== DATA EXCERPTS ==

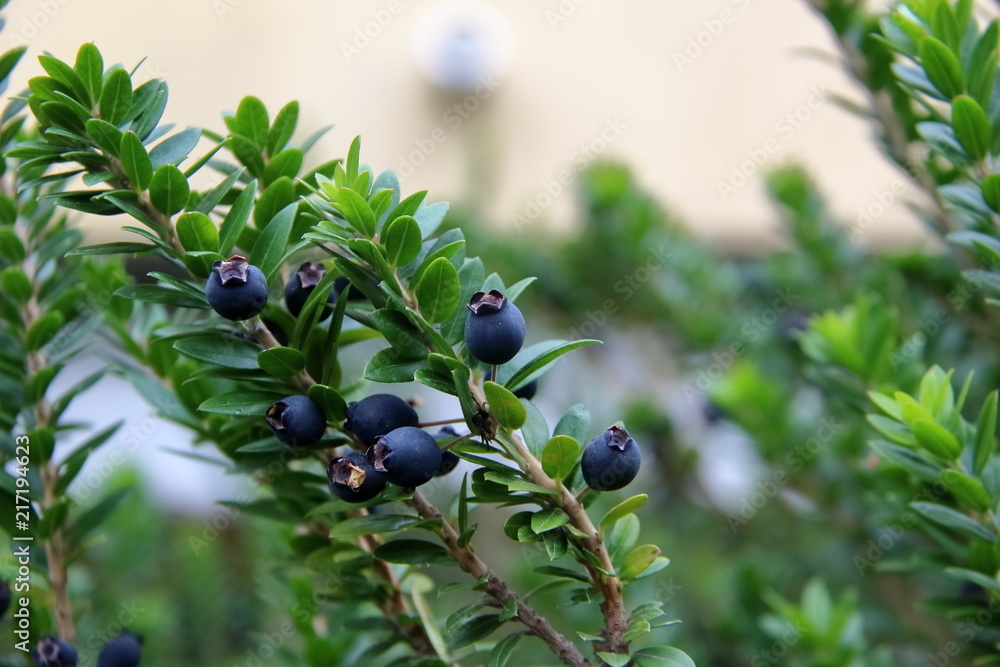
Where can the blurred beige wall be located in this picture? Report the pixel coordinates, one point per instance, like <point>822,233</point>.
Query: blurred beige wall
<point>685,91</point>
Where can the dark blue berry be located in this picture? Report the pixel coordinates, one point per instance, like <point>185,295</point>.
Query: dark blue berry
<point>54,652</point>
<point>408,456</point>
<point>297,420</point>
<point>527,392</point>
<point>377,415</point>
<point>236,289</point>
<point>353,294</point>
<point>353,478</point>
<point>611,460</point>
<point>301,284</point>
<point>125,650</point>
<point>494,331</point>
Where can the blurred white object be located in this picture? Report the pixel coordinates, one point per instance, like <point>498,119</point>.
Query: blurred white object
<point>461,45</point>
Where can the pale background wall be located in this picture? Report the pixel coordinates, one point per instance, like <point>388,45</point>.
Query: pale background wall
<point>574,67</point>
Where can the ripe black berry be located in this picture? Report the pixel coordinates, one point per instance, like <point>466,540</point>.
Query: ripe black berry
<point>235,289</point>
<point>611,460</point>
<point>301,284</point>
<point>494,331</point>
<point>353,478</point>
<point>527,392</point>
<point>125,650</point>
<point>408,456</point>
<point>353,294</point>
<point>54,652</point>
<point>377,415</point>
<point>297,420</point>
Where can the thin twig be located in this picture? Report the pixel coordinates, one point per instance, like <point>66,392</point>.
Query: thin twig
<point>497,588</point>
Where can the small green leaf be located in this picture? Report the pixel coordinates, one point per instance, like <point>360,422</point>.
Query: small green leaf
<point>226,350</point>
<point>196,231</point>
<point>15,285</point>
<point>357,212</point>
<point>90,67</point>
<point>662,656</point>
<point>438,291</point>
<point>559,456</point>
<point>949,518</point>
<point>942,67</point>
<point>283,127</point>
<point>402,241</point>
<point>236,219</point>
<point>986,428</point>
<point>116,98</point>
<point>969,492</point>
<point>389,366</point>
<point>414,552</point>
<point>623,509</point>
<point>281,362</point>
<point>504,406</point>
<point>936,439</point>
<point>169,190</point>
<point>135,160</point>
<point>43,330</point>
<point>638,561</point>
<point>330,400</point>
<point>539,364</point>
<point>549,519</point>
<point>374,524</point>
<point>972,127</point>
<point>504,650</point>
<point>241,403</point>
<point>270,246</point>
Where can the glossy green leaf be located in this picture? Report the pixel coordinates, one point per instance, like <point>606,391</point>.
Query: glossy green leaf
<point>942,67</point>
<point>270,246</point>
<point>414,552</point>
<point>622,510</point>
<point>333,404</point>
<point>438,291</point>
<point>986,428</point>
<point>169,190</point>
<point>236,218</point>
<point>402,241</point>
<point>196,231</point>
<point>547,520</point>
<point>281,362</point>
<point>116,98</point>
<point>972,127</point>
<point>135,161</point>
<point>504,406</point>
<point>560,456</point>
<point>241,403</point>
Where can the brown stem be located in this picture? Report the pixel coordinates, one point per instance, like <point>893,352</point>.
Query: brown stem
<point>496,588</point>
<point>609,585</point>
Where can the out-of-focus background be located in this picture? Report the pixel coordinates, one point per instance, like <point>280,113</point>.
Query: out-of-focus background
<point>522,115</point>
<point>696,95</point>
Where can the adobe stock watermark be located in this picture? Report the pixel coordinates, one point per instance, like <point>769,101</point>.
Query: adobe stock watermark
<point>784,129</point>
<point>562,12</point>
<point>365,34</point>
<point>795,460</point>
<point>580,159</point>
<point>712,29</point>
<point>626,286</point>
<point>33,23</point>
<point>751,331</point>
<point>452,119</point>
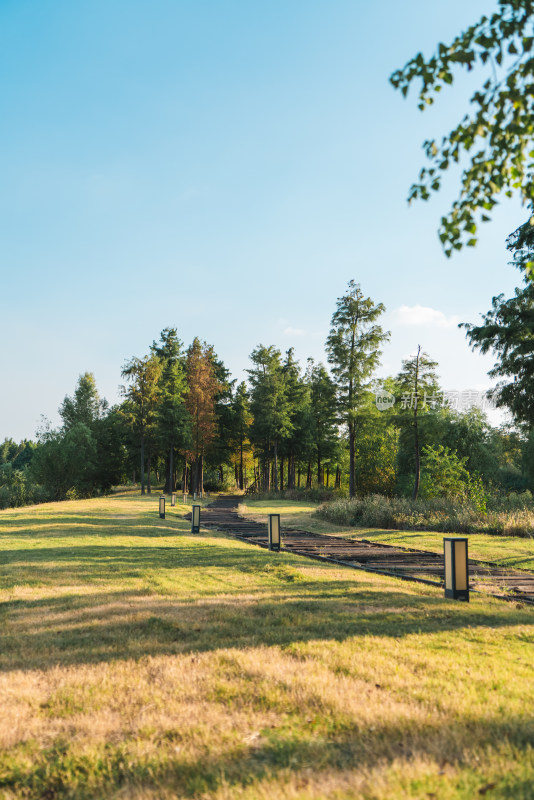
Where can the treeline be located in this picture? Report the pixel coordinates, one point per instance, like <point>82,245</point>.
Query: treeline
<point>185,424</point>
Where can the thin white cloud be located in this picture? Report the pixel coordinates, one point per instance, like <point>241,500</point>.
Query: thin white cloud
<point>294,331</point>
<point>423,315</point>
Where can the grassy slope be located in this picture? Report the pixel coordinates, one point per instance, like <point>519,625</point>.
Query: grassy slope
<point>138,661</point>
<point>506,550</point>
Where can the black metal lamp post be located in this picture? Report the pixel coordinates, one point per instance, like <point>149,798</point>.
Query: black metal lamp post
<point>274,532</point>
<point>456,568</point>
<point>195,519</point>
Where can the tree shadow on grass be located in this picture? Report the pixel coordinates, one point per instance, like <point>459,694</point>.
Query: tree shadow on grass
<point>349,751</point>
<point>107,626</point>
<point>91,523</point>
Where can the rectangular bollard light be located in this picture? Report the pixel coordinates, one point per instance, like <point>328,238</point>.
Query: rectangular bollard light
<point>195,519</point>
<point>274,532</point>
<point>456,568</point>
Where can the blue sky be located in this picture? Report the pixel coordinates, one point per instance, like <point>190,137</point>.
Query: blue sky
<point>225,168</point>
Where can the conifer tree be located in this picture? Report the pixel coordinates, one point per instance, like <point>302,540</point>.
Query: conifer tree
<point>417,387</point>
<point>353,348</point>
<point>324,415</point>
<point>270,408</point>
<point>203,387</point>
<point>142,397</point>
<point>173,419</point>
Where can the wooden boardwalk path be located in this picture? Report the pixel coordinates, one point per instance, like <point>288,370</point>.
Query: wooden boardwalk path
<point>416,565</point>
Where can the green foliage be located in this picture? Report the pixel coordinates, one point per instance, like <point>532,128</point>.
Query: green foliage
<point>85,406</point>
<point>497,135</point>
<point>18,489</point>
<point>269,405</point>
<point>507,332</point>
<point>445,475</point>
<point>353,348</point>
<point>431,514</point>
<point>66,461</point>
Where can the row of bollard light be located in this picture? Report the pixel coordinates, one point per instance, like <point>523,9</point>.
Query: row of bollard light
<point>454,550</point>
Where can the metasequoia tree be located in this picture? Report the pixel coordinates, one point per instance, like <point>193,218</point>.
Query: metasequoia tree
<point>507,331</point>
<point>202,389</point>
<point>417,386</point>
<point>323,413</point>
<point>141,397</point>
<point>85,406</point>
<point>494,142</point>
<point>172,418</point>
<point>297,442</point>
<point>269,407</point>
<point>353,348</point>
<point>242,419</point>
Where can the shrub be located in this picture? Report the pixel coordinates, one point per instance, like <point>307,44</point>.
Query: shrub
<point>436,514</point>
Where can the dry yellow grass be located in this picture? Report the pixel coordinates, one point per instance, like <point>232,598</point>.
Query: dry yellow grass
<point>139,661</point>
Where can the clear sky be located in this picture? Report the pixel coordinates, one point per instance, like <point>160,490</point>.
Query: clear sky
<point>224,167</point>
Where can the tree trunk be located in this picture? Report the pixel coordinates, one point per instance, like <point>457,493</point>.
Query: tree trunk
<point>319,470</point>
<point>241,480</point>
<point>416,429</point>
<point>142,463</point>
<point>352,442</point>
<point>171,470</point>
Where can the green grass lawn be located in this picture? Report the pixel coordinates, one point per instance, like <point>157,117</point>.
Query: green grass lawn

===

PROBLEM STATEMENT:
Reproduce the entire listing above word for word, leaving out the pictures.

TASK RESULT:
Where can the blurred beige wall be located in this picture? Report the pixel coordinates, one point per instance, like <point>822,233</point>.
Query: blurred beige wall
<point>685,91</point>
Where can the dark blue berry be located in this picture? Report the pixel coordinates, one point per instance, like <point>185,295</point>.
Query: dark blue berry
<point>54,652</point>
<point>408,456</point>
<point>297,420</point>
<point>527,392</point>
<point>377,415</point>
<point>236,289</point>
<point>353,294</point>
<point>353,478</point>
<point>611,460</point>
<point>301,284</point>
<point>125,650</point>
<point>494,331</point>
Where can the blurred white object be located in this picture? Report the pixel coordinates, one point per instance, like <point>498,119</point>.
Query: blurred white object
<point>461,45</point>
Where can the pale background wall be located in this picture? Report the pixel coordinates, one point per instance, like <point>388,45</point>.
Query: pale background wall
<point>574,67</point>
Where can the ripe black berry be located in this picture? Report the pixel coordinates, one point per instance, like <point>466,540</point>.
Query: ripe black berry
<point>235,289</point>
<point>611,460</point>
<point>301,284</point>
<point>494,331</point>
<point>353,478</point>
<point>527,392</point>
<point>125,650</point>
<point>408,456</point>
<point>353,294</point>
<point>54,652</point>
<point>377,415</point>
<point>297,420</point>
Where can the thin twig be located in this picture? Report the pixel coordinates, one point per instance, like <point>66,392</point>.
Query: thin twig
<point>497,588</point>
Where can the small green leaf be located in this picture? Report the pixel coordinates, one point per instance, like <point>360,422</point>.
Query: small green leaf
<point>226,350</point>
<point>196,231</point>
<point>15,285</point>
<point>357,212</point>
<point>90,67</point>
<point>662,656</point>
<point>438,291</point>
<point>559,456</point>
<point>949,518</point>
<point>942,67</point>
<point>283,127</point>
<point>402,241</point>
<point>236,219</point>
<point>986,428</point>
<point>116,98</point>
<point>969,492</point>
<point>389,366</point>
<point>414,552</point>
<point>623,509</point>
<point>281,362</point>
<point>504,406</point>
<point>936,439</point>
<point>169,190</point>
<point>135,160</point>
<point>43,330</point>
<point>638,561</point>
<point>330,400</point>
<point>539,364</point>
<point>549,519</point>
<point>374,524</point>
<point>972,127</point>
<point>504,650</point>
<point>241,403</point>
<point>270,246</point>
Where can the glossy green leaf be located in this picture? Report the pixel coordinates, one point per instance, like <point>606,391</point>.
Query: glossy green leaf
<point>942,67</point>
<point>270,246</point>
<point>414,552</point>
<point>622,510</point>
<point>333,404</point>
<point>438,291</point>
<point>986,428</point>
<point>169,190</point>
<point>236,218</point>
<point>402,241</point>
<point>196,231</point>
<point>547,520</point>
<point>281,362</point>
<point>116,98</point>
<point>972,127</point>
<point>135,161</point>
<point>504,406</point>
<point>560,456</point>
<point>241,403</point>
Where can the brown stem be located in this picture? Report the pixel coordinates, one point per instance, like <point>893,352</point>.
Query: brown stem
<point>496,588</point>
<point>609,585</point>
Where can the out-of-focus background be located in this picture? Report the pixel coordinates, one point per instance, like <point>280,113</point>.
Query: out-of-focus background
<point>522,115</point>
<point>696,95</point>
Where can the adobe stock watermark be located in this picture? Report the pixel coordinates, one point per instance, like <point>769,101</point>.
Query: adobe stock watermark
<point>784,129</point>
<point>562,12</point>
<point>365,34</point>
<point>795,460</point>
<point>580,159</point>
<point>712,29</point>
<point>626,286</point>
<point>33,23</point>
<point>751,331</point>
<point>452,119</point>
Where can the treeline be located in this picture? Report the pixel coordinates, one point per instance, like <point>82,245</point>.
Query: treeline
<point>185,424</point>
Where can the thin white cloud be located in this picture? Report the pixel coordinates, one point per instance, like <point>241,500</point>.
Query: thin white cloud
<point>294,331</point>
<point>423,315</point>
Where can the grassy slope be located in this picture? Report the pixel coordinates, one point per instance, like <point>519,625</point>.
Query: grassy slope
<point>138,661</point>
<point>506,550</point>
Where can the black metal lamp post be located in this picture? Report the pixel coordinates, one point per instance, like <point>149,798</point>.
Query: black metal lamp post
<point>274,532</point>
<point>456,568</point>
<point>195,519</point>
Where can the tree shadow on grass be located in this picture? Report the pixel coordinates, one point per instance, like <point>459,694</point>.
Query: tree shadow on grass
<point>349,751</point>
<point>107,626</point>
<point>91,523</point>
Where can the rectangular bollard light be located in this picture? Report the pixel coordinates, one point per instance, like <point>328,238</point>.
Query: rectangular bollard light
<point>195,519</point>
<point>274,532</point>
<point>456,568</point>
Where can the blue sky be located in this picture? Report the pixel coordinates, one point per instance, like <point>190,137</point>.
Query: blue sky
<point>225,168</point>
Where can the conifer tree be located in this picture? Report the pixel coordinates, one point per instance, like <point>302,540</point>.
Query: conifer tree
<point>417,387</point>
<point>353,348</point>
<point>324,415</point>
<point>270,408</point>
<point>203,387</point>
<point>142,397</point>
<point>173,419</point>
Where can the wooden boardwalk path be located in this picture? Report the pixel coordinates, one point per instance, like <point>288,370</point>.
Query: wooden boardwalk path
<point>416,565</point>
Where can the green foliage be located in this picture? Report the pixel coordinates, one point per instance, like <point>532,128</point>.
Query: green foliage
<point>85,406</point>
<point>497,135</point>
<point>18,489</point>
<point>269,405</point>
<point>507,332</point>
<point>445,475</point>
<point>353,348</point>
<point>431,514</point>
<point>66,461</point>
Where can the row of bollard light be located in this picture? Report the pixel coordinates, one point per instance, like <point>523,9</point>.
Query: row of bollard light
<point>454,550</point>
Where can the metasequoia tree be located in this picture? Report the pixel coordinates, one point per instance, like <point>193,218</point>.
Query: metasequoia tree
<point>507,331</point>
<point>202,389</point>
<point>417,386</point>
<point>323,413</point>
<point>141,397</point>
<point>85,406</point>
<point>494,142</point>
<point>172,418</point>
<point>297,442</point>
<point>269,407</point>
<point>353,348</point>
<point>242,419</point>
Where can the shrub be located in this picture? Report the pixel coordinates, one point per instance, like <point>307,44</point>.
Query: shrub
<point>436,514</point>
Where can the dry yellow grass be located in this picture? Report the pixel coordinates, one point per instance, like <point>232,598</point>.
Query: dry yellow grass
<point>139,661</point>
Where can the clear sky be located in this picture? Report the pixel coordinates, one point per instance, like <point>160,490</point>.
Query: clear sky
<point>224,167</point>
Where can the tree trunk be located in this picture? Report the pixel coordinates, one point per instance, like <point>457,493</point>.
Query: tree trunk
<point>319,470</point>
<point>241,480</point>
<point>416,429</point>
<point>142,463</point>
<point>352,442</point>
<point>171,470</point>
Where can the green grass lawn be located in this picture? Report the pixel coordinates, one point per instance, like <point>157,117</point>.
Query: green grass lawn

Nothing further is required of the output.